-- Material for the task follows --
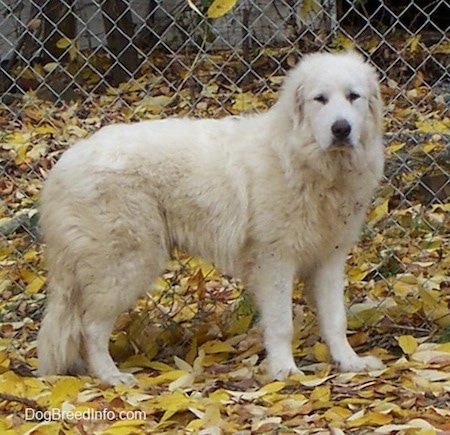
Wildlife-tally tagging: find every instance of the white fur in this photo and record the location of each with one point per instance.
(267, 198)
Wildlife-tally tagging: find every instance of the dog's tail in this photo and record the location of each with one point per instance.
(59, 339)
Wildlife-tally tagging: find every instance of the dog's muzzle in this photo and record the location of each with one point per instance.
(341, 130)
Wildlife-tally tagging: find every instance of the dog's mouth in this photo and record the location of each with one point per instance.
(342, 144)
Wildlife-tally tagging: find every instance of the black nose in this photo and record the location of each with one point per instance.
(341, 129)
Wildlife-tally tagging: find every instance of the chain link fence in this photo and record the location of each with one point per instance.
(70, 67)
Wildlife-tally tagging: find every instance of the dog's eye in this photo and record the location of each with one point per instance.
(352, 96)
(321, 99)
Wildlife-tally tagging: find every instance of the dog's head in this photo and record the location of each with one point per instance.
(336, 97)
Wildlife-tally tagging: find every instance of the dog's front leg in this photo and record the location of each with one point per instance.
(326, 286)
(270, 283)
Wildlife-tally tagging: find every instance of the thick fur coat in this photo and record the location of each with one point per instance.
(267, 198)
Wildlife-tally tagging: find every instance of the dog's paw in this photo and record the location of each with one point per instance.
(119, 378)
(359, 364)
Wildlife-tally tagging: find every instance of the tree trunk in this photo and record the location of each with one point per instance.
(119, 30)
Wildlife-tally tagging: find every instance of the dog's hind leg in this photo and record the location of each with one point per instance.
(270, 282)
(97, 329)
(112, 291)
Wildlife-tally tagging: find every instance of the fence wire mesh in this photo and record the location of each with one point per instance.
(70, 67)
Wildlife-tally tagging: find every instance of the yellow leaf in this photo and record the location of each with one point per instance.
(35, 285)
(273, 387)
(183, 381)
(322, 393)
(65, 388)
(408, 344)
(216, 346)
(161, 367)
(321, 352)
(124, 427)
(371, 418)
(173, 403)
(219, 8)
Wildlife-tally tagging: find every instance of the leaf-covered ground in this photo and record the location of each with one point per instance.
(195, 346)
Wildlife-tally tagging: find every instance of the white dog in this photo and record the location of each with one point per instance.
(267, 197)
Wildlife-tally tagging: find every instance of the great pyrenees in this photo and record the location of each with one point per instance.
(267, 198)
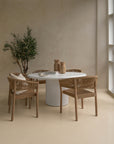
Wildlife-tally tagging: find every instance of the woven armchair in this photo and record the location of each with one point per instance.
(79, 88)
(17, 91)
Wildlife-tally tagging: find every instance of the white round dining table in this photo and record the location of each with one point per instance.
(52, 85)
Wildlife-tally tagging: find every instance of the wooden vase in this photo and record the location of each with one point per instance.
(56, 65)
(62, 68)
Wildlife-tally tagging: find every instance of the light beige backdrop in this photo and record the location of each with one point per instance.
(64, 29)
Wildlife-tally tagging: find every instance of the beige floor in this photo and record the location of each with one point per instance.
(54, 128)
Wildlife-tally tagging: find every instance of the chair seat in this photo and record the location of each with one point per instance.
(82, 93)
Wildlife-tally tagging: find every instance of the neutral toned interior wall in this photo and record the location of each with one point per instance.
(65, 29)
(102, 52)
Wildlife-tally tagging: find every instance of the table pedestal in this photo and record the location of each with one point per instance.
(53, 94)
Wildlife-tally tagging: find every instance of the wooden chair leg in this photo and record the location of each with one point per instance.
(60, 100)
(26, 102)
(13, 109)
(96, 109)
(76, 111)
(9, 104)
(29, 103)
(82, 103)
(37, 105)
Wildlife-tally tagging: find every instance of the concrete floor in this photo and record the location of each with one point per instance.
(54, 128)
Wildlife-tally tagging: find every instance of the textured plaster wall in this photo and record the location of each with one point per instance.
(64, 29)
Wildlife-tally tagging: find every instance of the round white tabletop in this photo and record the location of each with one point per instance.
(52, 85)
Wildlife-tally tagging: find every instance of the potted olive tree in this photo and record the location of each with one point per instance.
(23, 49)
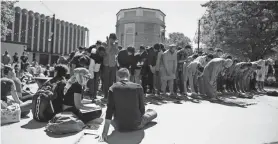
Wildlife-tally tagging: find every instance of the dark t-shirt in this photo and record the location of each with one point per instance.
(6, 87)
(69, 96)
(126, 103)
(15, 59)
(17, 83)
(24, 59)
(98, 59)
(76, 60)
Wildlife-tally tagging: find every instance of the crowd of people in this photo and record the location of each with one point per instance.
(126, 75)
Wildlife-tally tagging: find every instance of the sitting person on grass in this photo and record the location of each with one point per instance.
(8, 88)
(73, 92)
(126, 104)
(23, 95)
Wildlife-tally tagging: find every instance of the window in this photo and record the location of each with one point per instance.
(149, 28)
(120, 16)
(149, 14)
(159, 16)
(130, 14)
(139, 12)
-- Material for the task concluded --
**What to produce**
All records above must be copied exactly, though the pictures they hold are to be left out.

**Reply to the task**
Wildlife-tally tagging: find every instance of the white fur in this photo and record the location of each with one point per instance.
(267, 198)
Wildlife-tally tagging: find every instance of the dog's tail in this photo and record the location of each with one point per instance.
(59, 339)
Wildlife-tally tagging: find every instance of the dog's muzzle in this photo and record the location of each with one point per instance.
(341, 130)
Wildlife-tally tagging: find every instance of the dog's mouth in this photo and record the location of each with one point per instance.
(342, 144)
Wildlife-tally tagging: find every instance of the black nose in this photo and record the location of each with one point per instance.
(341, 129)
Wildlife-tally tagging: find every instance of the chain link fence in this photo and record the location of each with one point per instance.
(70, 67)
Wildlife-tally tagging: find every instance of the dog's eye in this photo and record the location of each with one point per instance.
(352, 96)
(321, 99)
Wildlife-tally tagging: find every instance of the dog's head in this photo and record the location of each with one point per instance.
(336, 97)
Wildlife-tally tagging: find every instance of the dog's front leg in this photo and record the location of each with one point per instance.
(326, 286)
(270, 283)
Wildlife-tally tagging: find every instance of the thick fur coat in this photo and record the location of each with one point per instance.
(267, 198)
Wildlife-tally tagging: find every instance of the dog's paw in this photo and record the location of each with one point per instance.
(119, 378)
(359, 364)
Wildlife-tally tagging: find every instance of the tree trunk in this photo and record the location of each with one point per instance.
(119, 30)
Wildlife-tally tagging: find every instance of the dog's hind leg in this photo and record the location of each with one point per instance.
(270, 282)
(97, 329)
(112, 291)
Wildlife-tally tagging: find every instance of the fence wire mesh in this photo and record the location of each with one point per instance.
(70, 67)
Wildlife-tally tagging: find every instance of the yellow leaf in this photo and record the location of each with one point per instance.
(35, 285)
(273, 387)
(183, 381)
(322, 393)
(65, 388)
(408, 344)
(216, 346)
(161, 367)
(321, 352)
(124, 427)
(371, 418)
(173, 403)
(219, 8)
Wildlife-tally tagging: find every instance of the leaf-covered ground in this photo and record the location of each with one point per instance.
(195, 346)
Wildlife-tally tagging: find every instance of the white dog in this photo and record the location of each with one point per instance.
(267, 197)
Wildlife-tally tagging: find every instance of the great pyrenees in this photo and record the location of each with one point per instance.
(267, 198)
Wildlife-tally tagging: find every instance of the woven armchair in this photo and record the location of each with one point per instance.
(79, 88)
(17, 91)
Wildlife-tally tagging: find every instance of the white round dining table in this photo and record the location of each with one point per instance.
(52, 85)
Wildlife-tally tagging: find every instance of the wooden vase in this photo and record the location of each with one point per instance.
(56, 65)
(62, 68)
Wildlife-tally tagging: find every instance of the light beige backdrop in this photo and record the location of each with one point per instance.
(64, 29)
Wildlife-tally tagging: find every instance of the beige floor in this photo and record the location of each with one point per instance.
(54, 128)
Wildlife-tally tagging: find every instance of the chair seat in this photo and record the location of each with one point per instance.
(82, 93)
Wildlife-tally tagging: find every instance of the neutral toned interior wall in this photo and record the location of each with one point per instance.
(65, 29)
(102, 52)
Wildlife-tally tagging: find every instance of the table pedestal in this photo and record the location of each with one point per instance.
(53, 94)
Wildlife-tally tagging: find every instance of the wooden chair leg in this photo and record the location of each with one point per instance.
(60, 100)
(26, 102)
(13, 109)
(96, 109)
(76, 111)
(9, 104)
(29, 103)
(82, 103)
(37, 105)
Wildlife-tally tagging: find every instance of the concrete floor in this photo and record the location of each with one point per instance.
(54, 128)
Wildlife-tally tagging: find every instance of the textured plaster wall in this photo and record the location of each with one point per instance.
(64, 29)
Wildlife-tally tagging: find every instance of the round white tabletop in this photo and record the location of each with one point per instance.
(52, 85)
Wildlife-tally tagging: find every instance of the potted olive tree in this photo and record the location of each with one point per instance.
(23, 49)
Wildlife-tally tagging: find every instance of the dark t-shirt in this photo and record the location of each with one point per instance.
(6, 87)
(69, 96)
(126, 103)
(15, 59)
(17, 83)
(24, 59)
(98, 59)
(76, 60)
Wildlife-tally tagging: find every instance of the crowd of people in this photo and record the location of each with one point per instance.
(126, 75)
Wildlife-tally tagging: find every instance of the sitting person on grass in this photo and record the location of each with one point per instance.
(8, 88)
(73, 92)
(126, 104)
(23, 95)
Wildlife-tally tagging: find every instance of the window in this photo and record the location of each with one point per instance.
(149, 28)
(120, 16)
(149, 14)
(159, 16)
(130, 14)
(139, 12)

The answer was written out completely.